Directions: Copy out, character for character, the part of the records that opens with the line containing "target: blue t-shirt" and closes with the final line of the records, including both of those lines.

--------

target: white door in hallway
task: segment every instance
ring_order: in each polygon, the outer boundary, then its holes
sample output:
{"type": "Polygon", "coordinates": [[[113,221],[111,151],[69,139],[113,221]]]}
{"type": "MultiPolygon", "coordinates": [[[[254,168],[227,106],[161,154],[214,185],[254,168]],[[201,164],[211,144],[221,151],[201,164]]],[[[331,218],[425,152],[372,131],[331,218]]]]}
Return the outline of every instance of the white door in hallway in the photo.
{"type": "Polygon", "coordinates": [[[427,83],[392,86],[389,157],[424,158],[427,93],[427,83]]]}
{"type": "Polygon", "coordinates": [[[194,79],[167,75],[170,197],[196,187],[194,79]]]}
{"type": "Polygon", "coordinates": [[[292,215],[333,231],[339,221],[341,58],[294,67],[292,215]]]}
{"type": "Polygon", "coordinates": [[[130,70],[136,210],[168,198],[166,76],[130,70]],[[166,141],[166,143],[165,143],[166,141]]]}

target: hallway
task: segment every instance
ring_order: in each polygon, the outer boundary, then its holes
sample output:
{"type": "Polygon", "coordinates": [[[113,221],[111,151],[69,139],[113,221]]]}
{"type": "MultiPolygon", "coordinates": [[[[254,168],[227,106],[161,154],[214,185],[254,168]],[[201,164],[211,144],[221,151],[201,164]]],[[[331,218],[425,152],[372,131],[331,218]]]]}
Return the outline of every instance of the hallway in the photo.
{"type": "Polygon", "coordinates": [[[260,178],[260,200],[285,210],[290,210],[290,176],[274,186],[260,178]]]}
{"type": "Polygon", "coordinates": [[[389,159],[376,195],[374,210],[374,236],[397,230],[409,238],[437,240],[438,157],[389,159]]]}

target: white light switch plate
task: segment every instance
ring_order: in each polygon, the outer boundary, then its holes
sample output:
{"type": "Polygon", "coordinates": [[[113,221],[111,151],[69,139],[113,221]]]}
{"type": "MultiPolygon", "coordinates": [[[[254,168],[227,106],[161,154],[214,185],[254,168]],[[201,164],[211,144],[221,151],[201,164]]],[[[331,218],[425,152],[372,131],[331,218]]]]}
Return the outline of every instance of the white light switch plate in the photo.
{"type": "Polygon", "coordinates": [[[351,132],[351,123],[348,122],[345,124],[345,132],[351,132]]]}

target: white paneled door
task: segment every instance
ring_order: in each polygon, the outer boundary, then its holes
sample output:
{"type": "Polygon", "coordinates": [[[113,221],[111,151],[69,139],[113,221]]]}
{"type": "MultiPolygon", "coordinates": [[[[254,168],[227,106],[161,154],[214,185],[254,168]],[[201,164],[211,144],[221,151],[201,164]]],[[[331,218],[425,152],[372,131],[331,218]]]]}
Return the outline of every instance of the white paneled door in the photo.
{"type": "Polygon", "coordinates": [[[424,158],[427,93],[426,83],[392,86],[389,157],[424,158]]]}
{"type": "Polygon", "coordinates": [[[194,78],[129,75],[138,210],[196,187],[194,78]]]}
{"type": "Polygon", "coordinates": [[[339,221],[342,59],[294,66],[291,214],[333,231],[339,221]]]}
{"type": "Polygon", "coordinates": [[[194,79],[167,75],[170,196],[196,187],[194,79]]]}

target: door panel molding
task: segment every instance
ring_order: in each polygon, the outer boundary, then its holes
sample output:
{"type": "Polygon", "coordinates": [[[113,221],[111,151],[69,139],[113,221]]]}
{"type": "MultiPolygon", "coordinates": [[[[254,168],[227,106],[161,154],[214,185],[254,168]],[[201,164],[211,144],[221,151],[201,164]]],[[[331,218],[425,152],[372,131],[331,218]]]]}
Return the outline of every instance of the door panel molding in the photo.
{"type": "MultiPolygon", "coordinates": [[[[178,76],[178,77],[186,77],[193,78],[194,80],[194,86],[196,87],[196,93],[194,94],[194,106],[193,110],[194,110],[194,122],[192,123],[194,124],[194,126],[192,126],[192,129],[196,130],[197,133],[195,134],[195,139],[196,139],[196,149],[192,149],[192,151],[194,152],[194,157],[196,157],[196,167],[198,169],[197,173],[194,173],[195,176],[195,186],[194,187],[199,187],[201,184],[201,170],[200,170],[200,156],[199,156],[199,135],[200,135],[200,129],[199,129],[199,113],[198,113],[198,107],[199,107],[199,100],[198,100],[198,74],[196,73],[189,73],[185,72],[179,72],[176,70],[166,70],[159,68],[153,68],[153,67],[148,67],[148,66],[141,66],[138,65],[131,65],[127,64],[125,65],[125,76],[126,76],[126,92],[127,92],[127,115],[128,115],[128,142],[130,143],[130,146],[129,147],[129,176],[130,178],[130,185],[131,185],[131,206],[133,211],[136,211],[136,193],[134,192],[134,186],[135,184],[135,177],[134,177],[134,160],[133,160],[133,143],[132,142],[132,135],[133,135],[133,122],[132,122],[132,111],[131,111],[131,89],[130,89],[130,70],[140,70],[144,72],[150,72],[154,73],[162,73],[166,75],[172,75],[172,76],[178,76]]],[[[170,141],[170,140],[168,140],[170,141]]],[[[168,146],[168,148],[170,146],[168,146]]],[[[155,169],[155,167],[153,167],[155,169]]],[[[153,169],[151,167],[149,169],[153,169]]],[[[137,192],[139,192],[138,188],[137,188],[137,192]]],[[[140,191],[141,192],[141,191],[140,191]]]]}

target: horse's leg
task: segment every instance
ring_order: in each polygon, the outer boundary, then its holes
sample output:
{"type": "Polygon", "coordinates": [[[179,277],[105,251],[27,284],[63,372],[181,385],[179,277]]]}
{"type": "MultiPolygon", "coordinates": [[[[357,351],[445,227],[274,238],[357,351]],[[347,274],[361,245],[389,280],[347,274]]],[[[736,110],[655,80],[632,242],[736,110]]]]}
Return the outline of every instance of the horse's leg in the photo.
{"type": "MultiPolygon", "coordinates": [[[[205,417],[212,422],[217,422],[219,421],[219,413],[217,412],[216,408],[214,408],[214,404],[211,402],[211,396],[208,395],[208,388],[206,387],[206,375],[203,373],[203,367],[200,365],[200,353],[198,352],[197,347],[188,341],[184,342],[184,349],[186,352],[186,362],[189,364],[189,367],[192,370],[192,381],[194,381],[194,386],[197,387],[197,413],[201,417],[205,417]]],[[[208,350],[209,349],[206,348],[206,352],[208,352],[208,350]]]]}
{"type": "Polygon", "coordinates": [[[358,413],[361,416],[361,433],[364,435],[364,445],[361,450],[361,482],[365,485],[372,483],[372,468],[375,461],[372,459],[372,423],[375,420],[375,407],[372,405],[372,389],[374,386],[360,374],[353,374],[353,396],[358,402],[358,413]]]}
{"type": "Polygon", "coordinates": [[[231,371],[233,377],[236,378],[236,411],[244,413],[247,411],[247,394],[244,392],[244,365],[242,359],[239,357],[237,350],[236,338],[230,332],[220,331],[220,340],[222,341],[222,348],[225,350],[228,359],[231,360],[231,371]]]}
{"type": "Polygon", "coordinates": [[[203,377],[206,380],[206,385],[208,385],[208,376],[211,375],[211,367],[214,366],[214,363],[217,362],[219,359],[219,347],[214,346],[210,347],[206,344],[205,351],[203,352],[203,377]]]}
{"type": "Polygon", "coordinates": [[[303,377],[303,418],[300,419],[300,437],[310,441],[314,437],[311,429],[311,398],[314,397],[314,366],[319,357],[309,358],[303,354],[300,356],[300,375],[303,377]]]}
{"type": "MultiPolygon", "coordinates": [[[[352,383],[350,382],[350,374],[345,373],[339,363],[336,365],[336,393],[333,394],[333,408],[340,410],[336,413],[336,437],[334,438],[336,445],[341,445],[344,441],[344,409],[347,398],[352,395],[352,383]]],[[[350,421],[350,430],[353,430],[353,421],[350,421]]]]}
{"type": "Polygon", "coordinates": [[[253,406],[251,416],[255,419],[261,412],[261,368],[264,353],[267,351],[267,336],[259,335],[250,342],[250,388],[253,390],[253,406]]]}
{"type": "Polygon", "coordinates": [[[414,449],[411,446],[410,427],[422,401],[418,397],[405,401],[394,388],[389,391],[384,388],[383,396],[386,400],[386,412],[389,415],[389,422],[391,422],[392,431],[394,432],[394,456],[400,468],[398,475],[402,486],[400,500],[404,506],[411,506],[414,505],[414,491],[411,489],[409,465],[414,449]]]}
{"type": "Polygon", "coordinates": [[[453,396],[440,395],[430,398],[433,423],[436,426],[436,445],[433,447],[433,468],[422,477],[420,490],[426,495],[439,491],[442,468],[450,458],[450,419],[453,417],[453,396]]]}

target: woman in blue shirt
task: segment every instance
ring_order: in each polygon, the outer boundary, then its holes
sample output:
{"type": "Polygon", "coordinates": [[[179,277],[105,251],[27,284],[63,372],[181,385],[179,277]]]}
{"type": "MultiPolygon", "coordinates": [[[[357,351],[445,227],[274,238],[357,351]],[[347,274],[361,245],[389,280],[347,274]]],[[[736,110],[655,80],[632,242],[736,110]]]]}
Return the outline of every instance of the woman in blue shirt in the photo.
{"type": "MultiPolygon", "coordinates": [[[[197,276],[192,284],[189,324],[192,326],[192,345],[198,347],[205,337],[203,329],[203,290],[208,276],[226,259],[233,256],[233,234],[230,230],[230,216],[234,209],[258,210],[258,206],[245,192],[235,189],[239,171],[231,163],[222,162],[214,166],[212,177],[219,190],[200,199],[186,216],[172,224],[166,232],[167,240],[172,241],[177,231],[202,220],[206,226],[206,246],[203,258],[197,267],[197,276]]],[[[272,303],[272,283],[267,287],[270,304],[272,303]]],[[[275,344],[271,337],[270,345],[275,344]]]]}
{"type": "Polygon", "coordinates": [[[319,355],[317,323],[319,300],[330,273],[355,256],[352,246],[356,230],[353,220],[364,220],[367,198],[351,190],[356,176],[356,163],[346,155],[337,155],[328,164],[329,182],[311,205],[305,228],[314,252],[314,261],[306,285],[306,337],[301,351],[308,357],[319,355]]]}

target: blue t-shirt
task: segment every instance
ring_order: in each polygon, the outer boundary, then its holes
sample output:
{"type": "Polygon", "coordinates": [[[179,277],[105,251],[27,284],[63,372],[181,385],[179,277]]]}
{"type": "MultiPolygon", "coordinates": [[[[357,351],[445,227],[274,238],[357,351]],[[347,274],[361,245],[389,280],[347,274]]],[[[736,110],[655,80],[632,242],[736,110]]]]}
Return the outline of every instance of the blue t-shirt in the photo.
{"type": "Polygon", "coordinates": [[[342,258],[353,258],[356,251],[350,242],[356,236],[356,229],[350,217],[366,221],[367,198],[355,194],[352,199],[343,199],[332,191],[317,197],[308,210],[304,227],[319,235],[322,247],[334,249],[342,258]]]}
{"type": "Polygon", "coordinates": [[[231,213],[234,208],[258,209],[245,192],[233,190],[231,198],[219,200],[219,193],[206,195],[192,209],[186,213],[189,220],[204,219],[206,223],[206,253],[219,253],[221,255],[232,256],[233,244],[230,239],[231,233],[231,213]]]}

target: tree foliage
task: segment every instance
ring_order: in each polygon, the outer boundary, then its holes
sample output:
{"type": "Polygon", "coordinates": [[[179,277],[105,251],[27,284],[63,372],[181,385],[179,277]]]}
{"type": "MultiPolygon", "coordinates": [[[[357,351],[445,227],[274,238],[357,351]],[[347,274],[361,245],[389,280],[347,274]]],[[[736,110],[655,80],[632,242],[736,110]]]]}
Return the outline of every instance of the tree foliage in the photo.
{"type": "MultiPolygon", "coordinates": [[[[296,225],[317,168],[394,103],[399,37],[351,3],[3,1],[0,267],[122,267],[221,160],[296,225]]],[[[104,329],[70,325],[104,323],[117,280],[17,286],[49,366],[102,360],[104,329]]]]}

--------

Completed task:
target: blue t-shirt
task: segment every instance
ring_order: in each polygon, the outer boundary, then its holes
sample output:
{"type": "Polygon", "coordinates": [[[179,277],[105,251],[27,284],[63,372],[181,385],[179,277]]]}
{"type": "MultiPolygon", "coordinates": [[[[357,351],[445,227],[274,238],[357,351]],[[347,274],[361,245],[389,280],[347,274]]],[[[736,110],[655,80],[632,242],[736,110]]]]}
Return the outline of every instance of the blue t-shirt in the photo.
{"type": "Polygon", "coordinates": [[[342,258],[353,258],[356,251],[350,242],[356,236],[356,229],[350,217],[366,221],[367,198],[355,194],[352,199],[343,199],[332,191],[317,197],[308,210],[304,227],[319,235],[322,247],[334,249],[342,258]]]}
{"type": "Polygon", "coordinates": [[[231,213],[234,208],[258,209],[245,192],[233,190],[231,198],[219,200],[219,193],[206,195],[192,209],[186,213],[189,220],[204,219],[206,223],[206,253],[219,253],[221,255],[232,256],[233,244],[230,239],[231,233],[231,213]]]}

target: tree foliage
task: segment every instance
ring_order: in each polygon, the outer boundary, then its holes
sample output:
{"type": "Polygon", "coordinates": [[[179,277],[105,251],[27,284],[63,372],[181,385],[179,277]]]}
{"type": "MultiPolygon", "coordinates": [[[[357,351],[445,227],[274,238],[357,351]],[[347,274],[361,245],[389,280],[347,274]]],[[[736,110],[655,80],[632,242],[736,110]]]]}
Return the outline of every instance of the tree foliage in the photo.
{"type": "MultiPolygon", "coordinates": [[[[296,225],[317,168],[394,103],[399,37],[351,3],[3,1],[0,267],[122,267],[221,160],[296,225]]],[[[104,329],[70,325],[104,323],[117,280],[17,286],[49,366],[102,360],[104,329]]]]}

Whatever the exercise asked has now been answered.